What to do ▸
(1) List the memories that the article on the Elizabeth River says people who grew up around the river treasure.
(2) In the article on the Elizabeth River, what is the Elizabeth described as instead of a river in the traditional sense?

Segment Start: Passage provided

Healing the Elizabeth River


Healing The Elizabeth River

A collaborative approach and plenty of dedication helps build a swimmable and fishable future.

Marjorie Mayfield-Jackson, executive director of the Elizabeth River Foundation (ERP),
has been working to clean up the Elizabeth River for nearly 20 years.

Bookmark and Share By Beth Hester


In the early 90s, I made it my habit to attend the yearly Crawford Bay, Elizabeth River Crew Classic rowing competitions. Held initially on the Elizabeth’s working waterfront in early spring, the sight of sleek rowing shells gliding along the water was mesmerizing. But even as I watched the exertions of collegiate crews racing down the river, I couldn’t help but think: “Holy crap, I hope nobody falls in.”

Musing on the sad state of that polluted river, and the potential health hazards presented by an extended dunk in its waters, was sobering indeed. Dancing in my head were visions of Katharine Hepburn, who sustained a nasty eye infection after falling into a contaminated Venetian canal during the 1955 filming of Summertime.

But rivers are lyrical, and we just can’t help ourselves. We write poems about them, sing songs to them, and lie about the size of the fish we catch along their banks. Those of us who are lucky enough to have grown up around the Elizabeth River treasure memories of foggy mornings, blue crabs, picnic lunches, canoe trips, and marshside exploration. Even the most cynical among us would have to admit that there is something particularly life-enhancing, even spiritual about flowing waters and the measure of time and tide.

The Elizabeth isn’t a river in the traditional sense of the word; it’s an inter-tidal estuary and as such, doesn’t have a ‘current’ per se. The waters ebb and flow along with the tidal ranges, which, in turn, influence the river’s freshwater in-flow and salinity. Estuarine environments are some of the richest on earth, providing an ideal habitat for vast species of plant and wildlife.

Segment End: Passage provided
Segment Start: Dataset excerpts

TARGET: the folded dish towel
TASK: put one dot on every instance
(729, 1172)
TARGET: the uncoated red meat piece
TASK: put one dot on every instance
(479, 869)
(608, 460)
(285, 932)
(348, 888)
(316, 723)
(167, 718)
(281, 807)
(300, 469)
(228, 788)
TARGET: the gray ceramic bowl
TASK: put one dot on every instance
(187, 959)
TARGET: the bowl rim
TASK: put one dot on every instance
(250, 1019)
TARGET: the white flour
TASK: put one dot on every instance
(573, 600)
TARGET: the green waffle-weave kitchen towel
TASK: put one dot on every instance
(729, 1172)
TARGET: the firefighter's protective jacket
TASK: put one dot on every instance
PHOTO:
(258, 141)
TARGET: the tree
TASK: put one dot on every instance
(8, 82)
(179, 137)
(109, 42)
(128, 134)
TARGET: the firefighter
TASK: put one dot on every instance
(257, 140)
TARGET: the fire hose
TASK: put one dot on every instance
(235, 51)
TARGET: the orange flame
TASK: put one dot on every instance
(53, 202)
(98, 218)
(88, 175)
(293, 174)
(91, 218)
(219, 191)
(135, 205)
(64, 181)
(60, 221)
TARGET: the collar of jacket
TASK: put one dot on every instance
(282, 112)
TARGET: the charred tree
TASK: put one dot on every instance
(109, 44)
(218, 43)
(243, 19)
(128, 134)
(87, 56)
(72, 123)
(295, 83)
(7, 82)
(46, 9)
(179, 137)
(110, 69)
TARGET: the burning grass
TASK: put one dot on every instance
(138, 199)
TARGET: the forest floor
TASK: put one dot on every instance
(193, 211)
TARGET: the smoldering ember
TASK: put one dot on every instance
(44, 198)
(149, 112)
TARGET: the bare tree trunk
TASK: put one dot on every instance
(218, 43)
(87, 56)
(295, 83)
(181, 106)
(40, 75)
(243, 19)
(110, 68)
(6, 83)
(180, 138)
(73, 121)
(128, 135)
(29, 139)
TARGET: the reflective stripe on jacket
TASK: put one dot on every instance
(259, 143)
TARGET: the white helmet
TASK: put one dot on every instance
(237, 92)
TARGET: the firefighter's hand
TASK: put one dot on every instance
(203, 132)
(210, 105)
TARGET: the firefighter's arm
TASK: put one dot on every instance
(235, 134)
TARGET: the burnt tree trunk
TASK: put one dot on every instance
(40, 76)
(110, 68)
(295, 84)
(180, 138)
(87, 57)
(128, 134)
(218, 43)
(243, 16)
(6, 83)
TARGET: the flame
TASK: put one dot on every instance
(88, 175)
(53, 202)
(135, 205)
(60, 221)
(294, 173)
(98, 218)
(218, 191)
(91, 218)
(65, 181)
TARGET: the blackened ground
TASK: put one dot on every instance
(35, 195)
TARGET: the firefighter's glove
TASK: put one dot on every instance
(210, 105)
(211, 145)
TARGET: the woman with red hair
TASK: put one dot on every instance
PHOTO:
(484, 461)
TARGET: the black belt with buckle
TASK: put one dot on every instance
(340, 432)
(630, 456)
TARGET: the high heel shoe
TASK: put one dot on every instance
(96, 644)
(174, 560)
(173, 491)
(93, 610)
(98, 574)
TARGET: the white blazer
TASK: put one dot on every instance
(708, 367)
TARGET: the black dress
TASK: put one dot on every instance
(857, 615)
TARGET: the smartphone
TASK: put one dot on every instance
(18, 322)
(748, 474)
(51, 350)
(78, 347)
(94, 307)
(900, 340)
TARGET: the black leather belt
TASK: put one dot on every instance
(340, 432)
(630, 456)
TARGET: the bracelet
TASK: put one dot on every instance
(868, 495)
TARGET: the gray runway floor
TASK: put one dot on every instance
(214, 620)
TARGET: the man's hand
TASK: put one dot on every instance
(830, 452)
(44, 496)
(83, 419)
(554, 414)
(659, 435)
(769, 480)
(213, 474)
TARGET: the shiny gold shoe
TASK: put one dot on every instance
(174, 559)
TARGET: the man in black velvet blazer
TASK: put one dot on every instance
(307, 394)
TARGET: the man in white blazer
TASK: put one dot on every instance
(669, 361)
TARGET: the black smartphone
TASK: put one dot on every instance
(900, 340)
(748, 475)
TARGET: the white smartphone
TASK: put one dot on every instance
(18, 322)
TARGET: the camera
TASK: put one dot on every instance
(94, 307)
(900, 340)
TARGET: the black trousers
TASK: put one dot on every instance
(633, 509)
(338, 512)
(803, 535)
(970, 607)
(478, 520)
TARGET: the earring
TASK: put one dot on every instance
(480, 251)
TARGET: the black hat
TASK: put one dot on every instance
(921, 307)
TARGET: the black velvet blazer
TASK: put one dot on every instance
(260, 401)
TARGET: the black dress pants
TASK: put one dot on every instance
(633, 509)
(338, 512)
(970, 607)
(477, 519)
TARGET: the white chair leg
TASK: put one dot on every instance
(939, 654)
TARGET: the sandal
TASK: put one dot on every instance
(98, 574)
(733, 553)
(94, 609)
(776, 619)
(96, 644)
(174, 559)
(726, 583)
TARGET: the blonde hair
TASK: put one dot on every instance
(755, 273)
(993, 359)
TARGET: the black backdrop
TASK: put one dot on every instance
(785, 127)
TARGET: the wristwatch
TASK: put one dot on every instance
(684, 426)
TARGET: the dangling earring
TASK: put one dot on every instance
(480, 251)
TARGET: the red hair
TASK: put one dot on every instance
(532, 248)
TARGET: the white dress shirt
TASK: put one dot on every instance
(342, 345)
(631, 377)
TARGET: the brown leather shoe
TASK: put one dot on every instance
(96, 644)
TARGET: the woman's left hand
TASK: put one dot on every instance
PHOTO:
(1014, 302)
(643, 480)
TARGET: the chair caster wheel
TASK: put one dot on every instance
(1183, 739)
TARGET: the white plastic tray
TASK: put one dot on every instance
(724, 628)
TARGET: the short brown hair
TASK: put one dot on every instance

Segment End: Dataset excerpts

Written answers ▸
(1) Foggy mornings, blue crabs, picnic lunches, canoe trips, and marshside exploration.

(2) An inter-tidal estuary.